> **EXERCISE**: Only the lines from the one containing "of the stacked" through the last line below should be written out, exactly and with both ends kept.

(Items from a dataset)

::::::

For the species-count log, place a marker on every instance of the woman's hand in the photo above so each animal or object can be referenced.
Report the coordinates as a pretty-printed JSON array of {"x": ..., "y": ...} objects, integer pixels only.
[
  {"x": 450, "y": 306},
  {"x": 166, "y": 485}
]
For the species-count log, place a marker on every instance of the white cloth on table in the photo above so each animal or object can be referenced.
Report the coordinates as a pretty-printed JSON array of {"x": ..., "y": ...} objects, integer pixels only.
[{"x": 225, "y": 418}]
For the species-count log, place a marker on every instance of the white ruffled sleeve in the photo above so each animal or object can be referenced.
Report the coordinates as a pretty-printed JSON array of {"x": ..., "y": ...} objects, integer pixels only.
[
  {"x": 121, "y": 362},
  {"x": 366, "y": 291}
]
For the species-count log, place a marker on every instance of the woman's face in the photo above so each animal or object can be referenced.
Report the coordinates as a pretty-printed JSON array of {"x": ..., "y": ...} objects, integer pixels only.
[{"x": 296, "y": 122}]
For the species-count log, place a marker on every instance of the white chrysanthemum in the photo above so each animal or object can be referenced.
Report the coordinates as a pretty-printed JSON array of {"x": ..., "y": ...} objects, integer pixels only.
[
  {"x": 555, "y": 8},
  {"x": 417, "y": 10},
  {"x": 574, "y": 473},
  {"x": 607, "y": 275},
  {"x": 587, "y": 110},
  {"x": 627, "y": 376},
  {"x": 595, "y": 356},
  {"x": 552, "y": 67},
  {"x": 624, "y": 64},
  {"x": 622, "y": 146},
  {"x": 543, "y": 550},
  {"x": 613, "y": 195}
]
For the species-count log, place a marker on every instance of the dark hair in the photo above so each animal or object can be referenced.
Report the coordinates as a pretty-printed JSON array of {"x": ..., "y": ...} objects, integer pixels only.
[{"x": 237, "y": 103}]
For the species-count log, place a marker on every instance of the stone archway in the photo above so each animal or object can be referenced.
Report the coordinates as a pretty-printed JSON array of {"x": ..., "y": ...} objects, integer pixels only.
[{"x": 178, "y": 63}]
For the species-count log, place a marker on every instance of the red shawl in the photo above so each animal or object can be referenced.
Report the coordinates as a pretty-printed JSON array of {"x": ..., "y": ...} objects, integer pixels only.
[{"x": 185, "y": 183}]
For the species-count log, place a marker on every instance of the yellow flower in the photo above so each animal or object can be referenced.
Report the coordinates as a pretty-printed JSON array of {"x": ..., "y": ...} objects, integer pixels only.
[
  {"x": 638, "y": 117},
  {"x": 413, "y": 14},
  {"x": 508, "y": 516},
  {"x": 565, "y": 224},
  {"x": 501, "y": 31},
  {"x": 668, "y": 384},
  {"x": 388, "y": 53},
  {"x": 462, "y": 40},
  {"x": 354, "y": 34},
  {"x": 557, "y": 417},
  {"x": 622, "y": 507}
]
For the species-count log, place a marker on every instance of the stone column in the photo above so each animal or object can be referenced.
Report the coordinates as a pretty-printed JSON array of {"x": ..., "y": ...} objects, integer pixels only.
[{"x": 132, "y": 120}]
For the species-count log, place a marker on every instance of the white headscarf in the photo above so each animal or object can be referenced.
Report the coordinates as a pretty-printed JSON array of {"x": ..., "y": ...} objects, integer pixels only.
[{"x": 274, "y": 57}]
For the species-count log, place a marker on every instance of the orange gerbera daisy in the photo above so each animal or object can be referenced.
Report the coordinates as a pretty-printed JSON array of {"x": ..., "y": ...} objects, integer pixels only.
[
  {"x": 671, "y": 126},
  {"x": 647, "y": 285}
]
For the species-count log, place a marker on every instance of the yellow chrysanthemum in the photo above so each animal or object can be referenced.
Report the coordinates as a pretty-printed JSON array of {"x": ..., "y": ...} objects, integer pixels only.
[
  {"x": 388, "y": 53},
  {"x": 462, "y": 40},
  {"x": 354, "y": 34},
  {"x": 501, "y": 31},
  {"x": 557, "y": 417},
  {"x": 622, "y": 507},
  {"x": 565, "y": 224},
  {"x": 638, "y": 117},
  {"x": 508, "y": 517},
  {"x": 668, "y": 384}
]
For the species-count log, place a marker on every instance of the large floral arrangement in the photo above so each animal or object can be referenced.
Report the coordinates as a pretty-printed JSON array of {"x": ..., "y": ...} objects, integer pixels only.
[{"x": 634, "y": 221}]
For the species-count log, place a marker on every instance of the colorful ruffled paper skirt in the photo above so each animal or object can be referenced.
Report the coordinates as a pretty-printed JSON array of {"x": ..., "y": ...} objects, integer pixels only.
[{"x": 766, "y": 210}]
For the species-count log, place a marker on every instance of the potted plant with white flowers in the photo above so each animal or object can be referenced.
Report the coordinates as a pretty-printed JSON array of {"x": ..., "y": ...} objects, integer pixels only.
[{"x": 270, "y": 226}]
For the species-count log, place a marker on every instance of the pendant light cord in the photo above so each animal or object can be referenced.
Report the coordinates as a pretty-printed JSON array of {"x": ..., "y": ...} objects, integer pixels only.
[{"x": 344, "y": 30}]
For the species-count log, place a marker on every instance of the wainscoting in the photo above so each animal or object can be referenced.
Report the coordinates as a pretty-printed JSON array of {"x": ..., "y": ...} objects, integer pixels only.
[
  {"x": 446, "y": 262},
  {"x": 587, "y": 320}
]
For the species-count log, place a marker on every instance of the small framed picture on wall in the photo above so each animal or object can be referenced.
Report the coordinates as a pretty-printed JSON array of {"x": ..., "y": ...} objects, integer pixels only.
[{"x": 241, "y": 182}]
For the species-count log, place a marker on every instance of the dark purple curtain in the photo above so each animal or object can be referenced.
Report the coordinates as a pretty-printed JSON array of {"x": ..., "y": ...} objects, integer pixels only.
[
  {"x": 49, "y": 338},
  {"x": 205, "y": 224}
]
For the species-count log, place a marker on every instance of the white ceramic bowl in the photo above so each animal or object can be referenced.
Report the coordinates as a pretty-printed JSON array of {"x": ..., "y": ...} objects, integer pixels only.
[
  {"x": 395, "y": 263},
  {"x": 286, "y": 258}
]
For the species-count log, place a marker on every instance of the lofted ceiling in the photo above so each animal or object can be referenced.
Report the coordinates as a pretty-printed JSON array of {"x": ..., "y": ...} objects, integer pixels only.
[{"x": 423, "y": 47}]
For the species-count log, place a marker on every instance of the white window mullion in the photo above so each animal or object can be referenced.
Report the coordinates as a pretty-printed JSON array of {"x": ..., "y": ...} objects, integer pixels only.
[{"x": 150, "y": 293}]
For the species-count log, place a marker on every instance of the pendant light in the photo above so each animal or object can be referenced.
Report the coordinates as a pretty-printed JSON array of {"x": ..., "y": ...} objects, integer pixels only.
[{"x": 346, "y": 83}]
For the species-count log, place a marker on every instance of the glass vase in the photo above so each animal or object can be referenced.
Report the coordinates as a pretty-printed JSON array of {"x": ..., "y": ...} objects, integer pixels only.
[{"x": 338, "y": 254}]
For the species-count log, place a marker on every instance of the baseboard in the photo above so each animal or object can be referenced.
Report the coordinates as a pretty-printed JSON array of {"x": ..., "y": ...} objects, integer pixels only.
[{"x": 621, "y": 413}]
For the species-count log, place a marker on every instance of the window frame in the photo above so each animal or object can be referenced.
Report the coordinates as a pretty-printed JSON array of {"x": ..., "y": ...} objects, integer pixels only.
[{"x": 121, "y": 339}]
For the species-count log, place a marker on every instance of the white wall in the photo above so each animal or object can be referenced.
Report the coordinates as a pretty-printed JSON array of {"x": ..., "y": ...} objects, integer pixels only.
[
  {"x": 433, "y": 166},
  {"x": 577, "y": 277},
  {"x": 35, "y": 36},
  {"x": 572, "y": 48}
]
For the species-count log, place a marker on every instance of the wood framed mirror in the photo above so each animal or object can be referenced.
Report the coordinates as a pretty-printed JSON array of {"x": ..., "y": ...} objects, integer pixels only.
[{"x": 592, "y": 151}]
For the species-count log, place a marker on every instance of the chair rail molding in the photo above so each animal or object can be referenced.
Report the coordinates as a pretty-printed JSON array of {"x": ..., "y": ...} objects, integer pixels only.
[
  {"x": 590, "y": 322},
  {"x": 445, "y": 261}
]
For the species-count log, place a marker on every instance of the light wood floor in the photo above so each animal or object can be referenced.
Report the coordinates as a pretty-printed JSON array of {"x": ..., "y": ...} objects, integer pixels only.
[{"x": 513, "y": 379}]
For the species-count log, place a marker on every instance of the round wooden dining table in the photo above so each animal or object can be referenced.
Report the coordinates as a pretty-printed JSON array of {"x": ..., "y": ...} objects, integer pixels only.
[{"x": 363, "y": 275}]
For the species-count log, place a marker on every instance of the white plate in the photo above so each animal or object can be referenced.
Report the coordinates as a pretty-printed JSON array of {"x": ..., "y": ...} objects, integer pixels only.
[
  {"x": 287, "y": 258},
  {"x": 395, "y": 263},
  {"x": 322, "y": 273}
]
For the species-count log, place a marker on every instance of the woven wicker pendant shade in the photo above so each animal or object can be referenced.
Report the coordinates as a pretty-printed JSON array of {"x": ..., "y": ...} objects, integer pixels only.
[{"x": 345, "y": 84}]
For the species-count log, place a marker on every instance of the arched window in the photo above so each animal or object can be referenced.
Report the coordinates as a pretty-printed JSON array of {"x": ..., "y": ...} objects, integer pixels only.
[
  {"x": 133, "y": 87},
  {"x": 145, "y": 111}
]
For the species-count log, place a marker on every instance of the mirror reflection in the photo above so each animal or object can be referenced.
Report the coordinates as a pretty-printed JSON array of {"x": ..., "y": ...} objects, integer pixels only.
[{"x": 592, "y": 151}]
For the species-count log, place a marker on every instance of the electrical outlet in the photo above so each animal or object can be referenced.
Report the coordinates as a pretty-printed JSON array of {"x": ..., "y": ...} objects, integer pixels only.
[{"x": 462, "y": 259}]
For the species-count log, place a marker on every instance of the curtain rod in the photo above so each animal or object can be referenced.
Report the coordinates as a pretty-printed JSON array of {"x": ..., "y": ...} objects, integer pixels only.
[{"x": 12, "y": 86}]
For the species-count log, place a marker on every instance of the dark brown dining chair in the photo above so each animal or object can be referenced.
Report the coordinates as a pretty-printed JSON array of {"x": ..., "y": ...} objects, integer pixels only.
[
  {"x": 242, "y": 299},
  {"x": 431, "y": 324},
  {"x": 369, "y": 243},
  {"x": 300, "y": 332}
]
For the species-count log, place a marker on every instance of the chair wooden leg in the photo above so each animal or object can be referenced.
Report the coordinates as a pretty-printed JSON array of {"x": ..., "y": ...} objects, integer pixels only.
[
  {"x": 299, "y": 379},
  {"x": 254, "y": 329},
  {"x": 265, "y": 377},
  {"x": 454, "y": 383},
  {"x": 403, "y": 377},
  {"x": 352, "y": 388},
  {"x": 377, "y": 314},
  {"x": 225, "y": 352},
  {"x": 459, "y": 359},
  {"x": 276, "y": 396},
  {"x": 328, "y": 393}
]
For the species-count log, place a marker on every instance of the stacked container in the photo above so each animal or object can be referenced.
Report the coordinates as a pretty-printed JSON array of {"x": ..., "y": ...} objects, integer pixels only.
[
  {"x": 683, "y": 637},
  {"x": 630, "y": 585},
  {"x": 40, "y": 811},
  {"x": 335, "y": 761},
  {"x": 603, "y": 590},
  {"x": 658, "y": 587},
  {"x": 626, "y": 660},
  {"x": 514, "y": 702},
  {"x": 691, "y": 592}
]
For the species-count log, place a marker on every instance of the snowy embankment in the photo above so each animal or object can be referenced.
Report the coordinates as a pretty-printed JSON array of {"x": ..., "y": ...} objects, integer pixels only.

::::::

> **FINAL RESULT**:
For the species-count log, place a marker on every instance of the stacked container in the photo above so each animal or object can be referenced.
Report the coordinates as a pretty-printed JSON array of {"x": ..., "y": ...} objects, integer pixels only.
[
  {"x": 683, "y": 637},
  {"x": 630, "y": 585},
  {"x": 40, "y": 811},
  {"x": 335, "y": 761},
  {"x": 603, "y": 590},
  {"x": 658, "y": 587},
  {"x": 626, "y": 660},
  {"x": 514, "y": 702},
  {"x": 691, "y": 592}
]
For the species-count log, place a marker on every instance of the snowy embankment in the photo above so each animal or object can be referenced.
Report the coordinates as a pretty-printed JSON array of {"x": ..., "y": ...} objects, integer pixels only.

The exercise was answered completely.